_The task_
The records are to be repeated exactly, and any images in them are to be dropped.
(Source data begins)
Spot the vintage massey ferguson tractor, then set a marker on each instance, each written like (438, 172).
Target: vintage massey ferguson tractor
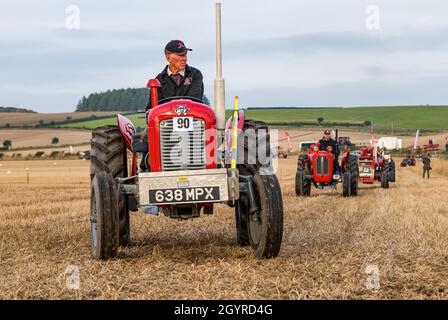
(374, 166)
(318, 168)
(191, 160)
(Source data ends)
_Reply_
Spot the vintage massey ferguson tractor, then set a marker on each instance, each written like (438, 172).
Target: vintage massey ferguson tractor
(374, 166)
(318, 168)
(191, 160)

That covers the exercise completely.